Required task 1: Which types of bus adapters does the storage system passage say the HBAs 110 include? Name each one.
Required task 2: In the storage system passage, recast the paragraph beginning "Moreover, the storage system 102 is communicatively coupled" as a short bulleted list that keeps its main facts.
Required task 3: Write the next part of the storage system passage, picking up after its final sentence.

Passage provided:
In the present example, storage controllers 108.a and 108.b are arranged as an HA pair. Thus, when storage controller 108.a performs a write operation for a host 104, storage controller 108.a may also sends a mirroring I/O operation to storage controller 108.b. Similarly, when storage controller 108.b performs a write operation, it may also send a mirroring I/O request to storage controller 108.a. Each of the storage controllers 108.a and 108.b has at least one processor executing logic to dynamically model workload conditions and, depending on the modeled workload conditions, dynamically change a caching mode based on the results of the modeled workload conditions. The particular techniques used in the writing and mirroring operations, as well as the caching mode selection, are described in more detail with respect to
Moreover, the storage system 102 is communicatively coupled to server 114. The server 114 includes at least one computing system, which in turn includes a processor, for example as discussed above. The computing system may also include a memory device such as one or more of those discussed above, a video controller, a network interface, and/or a user I/O interface coupled to one or more user I/O devices. The server 114 may include a general purpose computer or a special purpose computer and may be embodied, for instance, as a commodity server running a storage operating system. While the server 114 is referred to as a singular entity, the server 114 may include any number of computing devices and may range from a single computing system to a system cluster of any size.
With respect to the hosts 104, a host 104 includes any computing resource that is operable to exchange data with a storage system 102 by providing (initiating) data transactions to the storage system 102. In an exemplary embodiment, a host 104 includes a host bus adapter (HBA) 110 in communication with a storage controller 108.a, 108.b of the storage system 102. The HBA 110 provides an interface for communicating with the storage controller 108.a, 108.b, and in that regard, may conform to any suitable hardware and/or software protocol. In various embodiments, the HBAs 110 include Serial Attached SCSI (SAS), iSCSI, InfiniBand, Fibre Channel, and/or Fibre Channel over Ethernet (FCoE) bus adapters. Other suitable protocols include SATA, eSATA, PATA, USB, and FireWire. The HBAs 110 of the hosts 104 may be coupled to the storage system 102 by a direct connection (e.g., a single wire or other point-to-point connection), a networked connection, or any combination thereof. Examples of suitable network architectures 112 include a Local Area Network (LAN), an Ethernet subnet, a PCI or PCIe subnet, a switched PCIe subnet, a Wide Area Network (WAN), a Metropolitan Area Network (MAN), the Internet, Fibre Channel, or the like. In many embodiments, a host 104 may have multiple communicative links with a single storage system 102 for redundancy. The multiple links may be provided by a single HBA 110 or multiple HBAs 110 within the hosts 104. In some embodiments, the multiple links operate in parallel to increase bandwidth.

Pointing records
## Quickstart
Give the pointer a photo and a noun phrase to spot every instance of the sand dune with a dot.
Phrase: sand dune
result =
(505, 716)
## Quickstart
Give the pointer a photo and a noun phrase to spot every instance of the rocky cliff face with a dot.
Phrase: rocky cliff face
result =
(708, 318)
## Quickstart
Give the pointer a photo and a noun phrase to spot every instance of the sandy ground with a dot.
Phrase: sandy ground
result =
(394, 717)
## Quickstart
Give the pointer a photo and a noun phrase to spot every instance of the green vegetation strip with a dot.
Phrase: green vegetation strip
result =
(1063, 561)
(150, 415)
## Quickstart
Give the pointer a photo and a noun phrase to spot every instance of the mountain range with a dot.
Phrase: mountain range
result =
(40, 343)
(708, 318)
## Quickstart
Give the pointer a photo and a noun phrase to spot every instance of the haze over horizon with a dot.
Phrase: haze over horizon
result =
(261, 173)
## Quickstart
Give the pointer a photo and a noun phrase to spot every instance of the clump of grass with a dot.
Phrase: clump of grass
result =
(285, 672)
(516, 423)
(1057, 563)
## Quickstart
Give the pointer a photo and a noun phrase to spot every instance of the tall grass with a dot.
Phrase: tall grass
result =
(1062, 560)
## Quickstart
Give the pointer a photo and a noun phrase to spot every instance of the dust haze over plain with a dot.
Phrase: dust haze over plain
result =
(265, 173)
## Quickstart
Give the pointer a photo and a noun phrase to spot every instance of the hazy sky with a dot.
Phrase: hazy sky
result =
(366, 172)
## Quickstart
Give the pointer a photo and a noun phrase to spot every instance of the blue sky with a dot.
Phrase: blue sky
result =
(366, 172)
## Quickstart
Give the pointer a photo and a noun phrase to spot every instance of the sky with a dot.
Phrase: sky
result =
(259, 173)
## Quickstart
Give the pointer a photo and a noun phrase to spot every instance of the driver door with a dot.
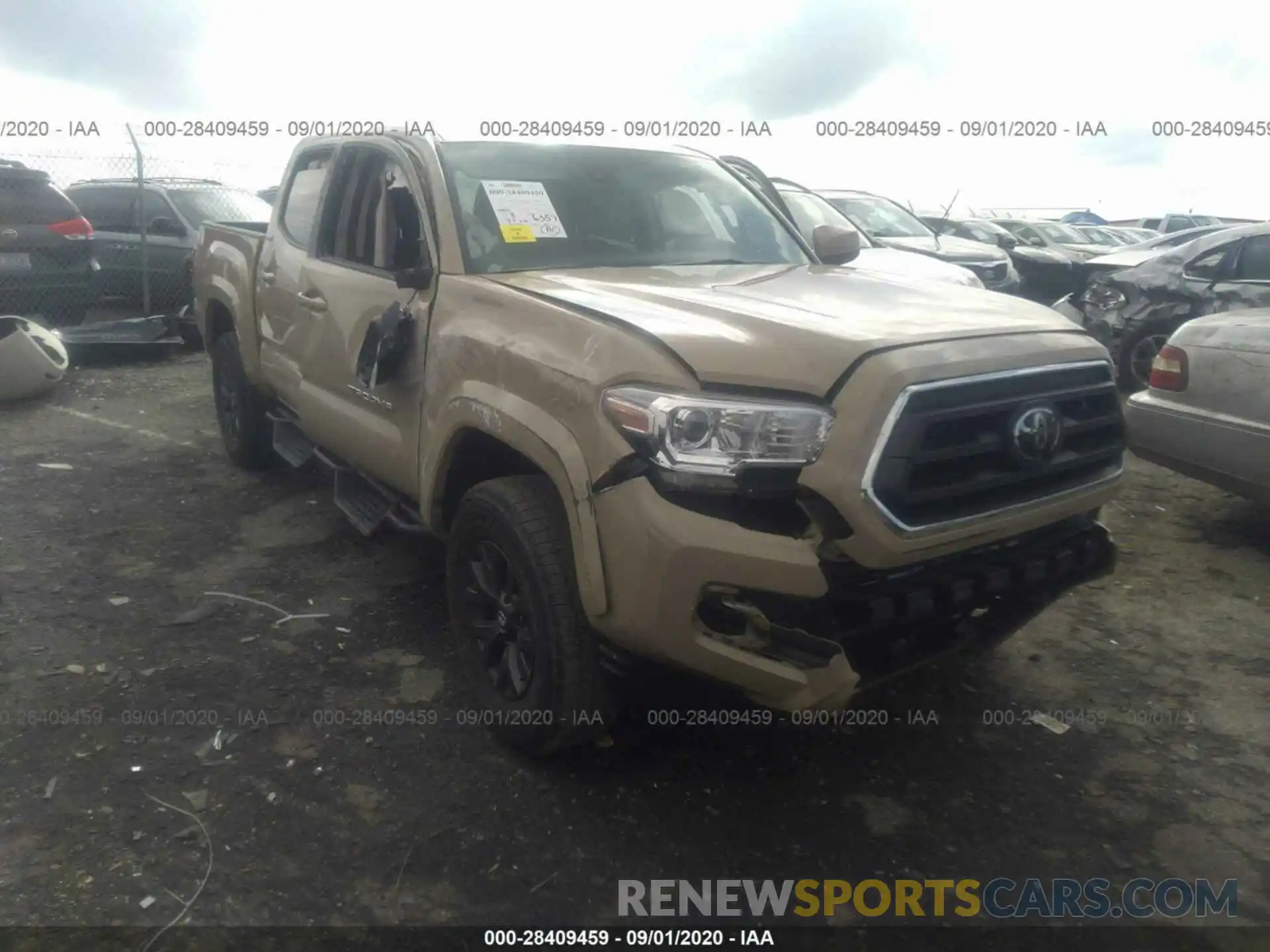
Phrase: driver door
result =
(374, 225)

Right answer 1:
- Serial Attached SCSI (SAS)
- iSCSI
- InfiniBand
- Fibre Channel
- Fibre Channel over Ethernet (FCoE)

Right answer 2:
- Storage system 102 is communicatively coupled to server 114.
- Server 114 includes at least one computing system, which includes a processor.
- That computing system may also include a memory device, a video controller, a network interface, and/or a user I/O interface coupled to one or more user I/O devices.
- Server 114 may be a general purpose or special purpose computer, for instance a commodity server running a storage operating system.
- Although referred to as a single entity, server 114 may include any number of computing devices, ranging from a single computing system to a system cluster of any size.

Right answer 3:
To interact with (e.g., read, write, modify, etc.) remote data, a host HBA 110 sends one or more data transactions to the storage system 102. Data transactions are requests to read, write, or otherwise access data stored within a data storage device such as the storage system 102, and may contain fields that encode a command, data (e.g., information read or written by an application), metadata (e.g., information used by a storage system to store, retrieve, or otherwise manipulate the data such as a physical address, a logical address, a current location, data attributes, etc.), and/or any other relevant information. The storage system 102 executes the data transactions on behalf of the hosts 104 by reading, writing, or otherwise accessing data on the relevant storage devices 106. A storage system 102 may also execute data transactions based on applications running on the storage system 102 using the storage devices 106. For some data transactions, the storage system 102 formulates a response that may include requested data, status indicators, error messages, and/or other suitable data and provides the response to the provider of the transaction.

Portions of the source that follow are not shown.